◆ EXERCISE INSTRUCTIONS: Reproduce, without any changes, the entries starting at the line that contains "Your task is to find each dense" and ending at the line that contains "(375, 171), (480, 192)", including both of those lines.

◆ DATA FOR THIS EXERCISE:

┏━━

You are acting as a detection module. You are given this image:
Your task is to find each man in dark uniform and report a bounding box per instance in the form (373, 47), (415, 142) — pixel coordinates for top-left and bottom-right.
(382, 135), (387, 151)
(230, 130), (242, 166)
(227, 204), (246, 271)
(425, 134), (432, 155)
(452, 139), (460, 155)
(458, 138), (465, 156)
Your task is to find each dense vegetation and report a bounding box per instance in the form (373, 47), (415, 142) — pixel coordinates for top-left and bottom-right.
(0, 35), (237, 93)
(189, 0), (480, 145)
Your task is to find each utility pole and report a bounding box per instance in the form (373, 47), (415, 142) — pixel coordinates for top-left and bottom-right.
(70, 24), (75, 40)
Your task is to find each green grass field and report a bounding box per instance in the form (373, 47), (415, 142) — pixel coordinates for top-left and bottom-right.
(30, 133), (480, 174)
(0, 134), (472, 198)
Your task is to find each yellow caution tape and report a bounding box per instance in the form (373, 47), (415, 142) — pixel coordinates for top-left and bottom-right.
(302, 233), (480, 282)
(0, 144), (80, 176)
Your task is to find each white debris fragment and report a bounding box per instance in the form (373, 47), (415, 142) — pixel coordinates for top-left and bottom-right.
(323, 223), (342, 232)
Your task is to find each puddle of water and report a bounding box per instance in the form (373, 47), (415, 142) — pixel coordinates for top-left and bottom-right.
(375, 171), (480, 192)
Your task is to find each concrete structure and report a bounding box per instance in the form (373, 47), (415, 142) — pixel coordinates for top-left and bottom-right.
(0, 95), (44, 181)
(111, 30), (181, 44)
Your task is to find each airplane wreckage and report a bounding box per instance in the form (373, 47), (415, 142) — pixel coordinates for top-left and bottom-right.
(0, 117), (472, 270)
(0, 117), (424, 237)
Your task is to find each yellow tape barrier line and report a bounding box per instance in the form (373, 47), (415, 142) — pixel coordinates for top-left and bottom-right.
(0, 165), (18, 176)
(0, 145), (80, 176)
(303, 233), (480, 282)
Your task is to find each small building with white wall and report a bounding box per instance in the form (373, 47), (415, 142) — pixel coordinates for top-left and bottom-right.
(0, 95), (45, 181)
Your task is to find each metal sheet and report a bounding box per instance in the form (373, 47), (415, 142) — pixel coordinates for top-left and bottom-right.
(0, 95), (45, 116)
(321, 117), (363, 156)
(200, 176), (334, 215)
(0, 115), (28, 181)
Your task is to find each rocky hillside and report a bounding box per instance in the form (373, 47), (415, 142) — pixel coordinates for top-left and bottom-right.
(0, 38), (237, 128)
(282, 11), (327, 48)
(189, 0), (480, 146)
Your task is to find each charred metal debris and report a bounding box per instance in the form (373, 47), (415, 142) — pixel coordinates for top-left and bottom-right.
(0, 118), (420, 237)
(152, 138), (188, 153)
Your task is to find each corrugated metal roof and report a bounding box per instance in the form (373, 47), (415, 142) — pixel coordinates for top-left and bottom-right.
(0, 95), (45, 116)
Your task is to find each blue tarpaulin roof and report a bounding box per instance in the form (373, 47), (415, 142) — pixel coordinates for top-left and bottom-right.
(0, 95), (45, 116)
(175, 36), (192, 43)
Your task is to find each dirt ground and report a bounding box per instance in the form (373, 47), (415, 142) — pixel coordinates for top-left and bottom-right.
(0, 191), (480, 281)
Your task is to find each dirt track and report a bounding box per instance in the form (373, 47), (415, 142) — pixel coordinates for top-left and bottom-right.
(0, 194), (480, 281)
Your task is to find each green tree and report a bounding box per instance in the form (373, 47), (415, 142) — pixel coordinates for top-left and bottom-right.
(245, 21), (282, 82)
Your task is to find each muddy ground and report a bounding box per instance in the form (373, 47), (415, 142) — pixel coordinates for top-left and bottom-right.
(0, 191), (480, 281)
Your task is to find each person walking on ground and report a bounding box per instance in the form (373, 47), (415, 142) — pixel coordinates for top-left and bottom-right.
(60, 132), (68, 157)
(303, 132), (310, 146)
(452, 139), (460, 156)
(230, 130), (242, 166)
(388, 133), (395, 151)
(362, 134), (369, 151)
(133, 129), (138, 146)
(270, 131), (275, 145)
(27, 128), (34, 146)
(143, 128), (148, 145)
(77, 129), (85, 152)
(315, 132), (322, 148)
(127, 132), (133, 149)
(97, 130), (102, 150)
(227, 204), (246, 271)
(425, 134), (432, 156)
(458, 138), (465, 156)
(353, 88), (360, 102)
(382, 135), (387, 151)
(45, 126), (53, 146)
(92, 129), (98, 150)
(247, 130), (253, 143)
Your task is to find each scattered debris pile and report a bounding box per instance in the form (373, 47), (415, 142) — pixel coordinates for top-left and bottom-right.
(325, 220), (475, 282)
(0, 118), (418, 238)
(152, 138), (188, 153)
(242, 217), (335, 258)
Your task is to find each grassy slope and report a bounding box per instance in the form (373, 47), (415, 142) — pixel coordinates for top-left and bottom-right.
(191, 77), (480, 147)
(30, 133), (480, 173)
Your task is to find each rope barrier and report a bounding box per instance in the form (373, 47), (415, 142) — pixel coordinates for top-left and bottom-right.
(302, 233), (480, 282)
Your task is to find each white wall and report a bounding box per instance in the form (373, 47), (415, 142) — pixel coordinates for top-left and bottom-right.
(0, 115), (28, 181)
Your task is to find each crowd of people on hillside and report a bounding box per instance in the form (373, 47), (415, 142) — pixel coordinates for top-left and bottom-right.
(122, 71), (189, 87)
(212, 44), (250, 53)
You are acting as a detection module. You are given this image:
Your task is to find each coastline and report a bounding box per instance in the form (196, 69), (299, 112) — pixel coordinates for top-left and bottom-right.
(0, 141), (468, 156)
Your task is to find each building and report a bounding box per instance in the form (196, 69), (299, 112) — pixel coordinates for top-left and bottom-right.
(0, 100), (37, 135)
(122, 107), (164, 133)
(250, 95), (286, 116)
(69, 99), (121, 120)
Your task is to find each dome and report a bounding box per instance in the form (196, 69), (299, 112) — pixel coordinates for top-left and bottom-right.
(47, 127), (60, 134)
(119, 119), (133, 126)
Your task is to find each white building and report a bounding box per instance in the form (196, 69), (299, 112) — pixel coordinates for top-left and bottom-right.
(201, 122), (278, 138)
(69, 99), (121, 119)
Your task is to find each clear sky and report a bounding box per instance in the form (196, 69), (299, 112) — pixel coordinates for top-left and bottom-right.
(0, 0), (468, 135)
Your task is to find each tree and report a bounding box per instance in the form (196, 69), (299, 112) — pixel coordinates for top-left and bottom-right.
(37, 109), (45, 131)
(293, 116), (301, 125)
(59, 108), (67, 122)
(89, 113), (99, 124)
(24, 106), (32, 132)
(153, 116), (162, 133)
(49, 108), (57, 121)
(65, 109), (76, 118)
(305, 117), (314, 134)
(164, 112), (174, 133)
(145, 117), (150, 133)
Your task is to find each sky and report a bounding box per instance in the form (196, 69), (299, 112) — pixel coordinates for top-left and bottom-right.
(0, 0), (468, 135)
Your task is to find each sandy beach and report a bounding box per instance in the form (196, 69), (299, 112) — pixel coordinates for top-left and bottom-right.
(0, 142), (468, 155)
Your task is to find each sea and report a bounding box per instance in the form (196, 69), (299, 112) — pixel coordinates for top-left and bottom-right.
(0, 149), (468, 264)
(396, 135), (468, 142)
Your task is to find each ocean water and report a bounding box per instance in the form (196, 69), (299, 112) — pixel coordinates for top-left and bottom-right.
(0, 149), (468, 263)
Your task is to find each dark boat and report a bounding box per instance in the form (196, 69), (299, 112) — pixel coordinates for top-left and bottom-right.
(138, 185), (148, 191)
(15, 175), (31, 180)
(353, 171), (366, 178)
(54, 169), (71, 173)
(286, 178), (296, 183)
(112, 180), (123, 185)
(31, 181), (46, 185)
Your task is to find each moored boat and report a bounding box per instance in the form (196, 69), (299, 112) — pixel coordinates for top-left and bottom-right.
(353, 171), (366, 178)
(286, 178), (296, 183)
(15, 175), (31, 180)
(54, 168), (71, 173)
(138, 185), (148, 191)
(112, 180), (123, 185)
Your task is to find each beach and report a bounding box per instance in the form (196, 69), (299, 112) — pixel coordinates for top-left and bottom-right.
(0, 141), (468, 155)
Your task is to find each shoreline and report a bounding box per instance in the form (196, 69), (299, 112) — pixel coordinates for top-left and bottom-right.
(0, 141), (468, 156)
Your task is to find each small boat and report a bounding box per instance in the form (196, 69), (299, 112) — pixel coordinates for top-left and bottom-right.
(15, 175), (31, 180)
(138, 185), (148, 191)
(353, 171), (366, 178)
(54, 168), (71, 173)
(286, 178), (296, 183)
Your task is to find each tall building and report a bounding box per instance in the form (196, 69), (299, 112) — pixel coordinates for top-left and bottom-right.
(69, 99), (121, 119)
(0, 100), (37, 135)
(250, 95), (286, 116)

┗━━

◆ OUTPUT OF THE TASK:
Your task is to find each dense vegetation and report a bounding box per instance in the form (373, 47), (415, 142) — pixel coordinates for top-left and bottom-right.
(0, 35), (237, 93)
(189, 0), (480, 145)
Your task is to find each utility pole and report a bounding box per instance in the form (373, 47), (415, 142) — pixel coordinates for top-left and bottom-right.
(70, 24), (75, 40)
Your task is to find each green grass field and report a bounding box per instance in the form (373, 47), (415, 142) — pixel coordinates for top-left and bottom-right.
(30, 133), (480, 174)
(0, 134), (472, 198)
Your task is to find each yellow caution tape and report a bounding box per instance in the form (373, 47), (415, 142) — pixel coordinates for top-left and bottom-right.
(302, 233), (480, 282)
(0, 144), (80, 176)
Your task is to find each white debris fragment and report a bounding box per instance in the form (373, 47), (415, 142) — pixel coordinates for top-left and bottom-right.
(323, 223), (342, 232)
Your task is to find each puddle of water and report a bounding box per instance in the form (373, 47), (415, 142) — pixel coordinates for top-left and bottom-right.
(375, 171), (480, 192)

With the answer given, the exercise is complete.